(Source passage)
LEAN AND MEAN FOR BLIGHTY : Daily now the news is full of another crisis in the food supply industry. First it was chicken, then it was beef and now it’s milk. Something will have to be done about it.
The obvious solution of quietly unwinding Priti Patel’s world beating victory of ending Freedom of Movement is not a goer and the British people voted overwhelmingly to be trapped on their island with Priti Patel. Another solution must be found.
Luckily good old fashioned British pluck and ingenuity will see us through. Allied to an executive that loves to splash the cash.
“£350m per week we’re putting into finding alternatives for food,” a 10 Downing Street source told LCD Views. “And we think our ramped up, world beating team of food scientists have cracked it!”
And cracked and it they appear to be after the discovery of homeopathic food.
“It looks like we do have an answer. Homeopathic food will allow all supermarkets to be fully stocked forever with barely a dent being made in the nation’s food stockpiles.”
The solution is as simple as it’s genius and only Brexit scientists could have developed it.
(End Source passage)
(Data extract)
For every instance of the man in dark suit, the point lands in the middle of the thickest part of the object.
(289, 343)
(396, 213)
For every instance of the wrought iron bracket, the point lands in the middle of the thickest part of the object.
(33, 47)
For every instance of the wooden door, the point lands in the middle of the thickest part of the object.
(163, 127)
(End Data extract)
### [Required tasks]
- a) Decide whether each statement below agrees with the homeopathic food article, answering yes or no and quoting the words from the article that settle it.
(i) Milk was the first product hit by a supply crisis.
(ii) A Downing Street source gives a weekly sum being spent on finding food alternatives.
(iii) The government plans to quietly unwind the ending of Freedom of Movement.
- b) Reproduce the homeopathic food article between "LEAN AND MEAN" and "of homeopathic food.", inclusive.

### [Answers]
- a)
(i) No: "First it was chicken, then it was beef and now it’s milk."
(ii) Yes: "£350m per week we’re putting into finding alternatives for food,"
(iii) No: "The obvious solution of quietly unwinding Priti Patel’s world beating victory of ending Freedom of Movement is not a goer"

- b)
LEAN AND MEAN FOR BLIGHTY : Daily now the news is full of another crisis in the food supply industry. First it was chicken, then it was beef and now it’s milk. Something will have to be done about it.
The obvious solution of quietly unwinding Priti Patel’s world beating victory of ending Freedom of Movement is not a goer and the British people voted overwhelmingly to be trapped on their island with Priti Patel. Another solution must be found.
Luckily good old fashioned British pluck and ingenuity will see us through. Allied to an executive that loves to splash the cash.
“£350m per week we’re putting into finding alternatives for food,” a 10 Downing Street source told LCD Views. “And we think our ramped up, world beating team of food scientists have cracked it!”
And cracked and it they appear to be after the discovery of homeopathic food.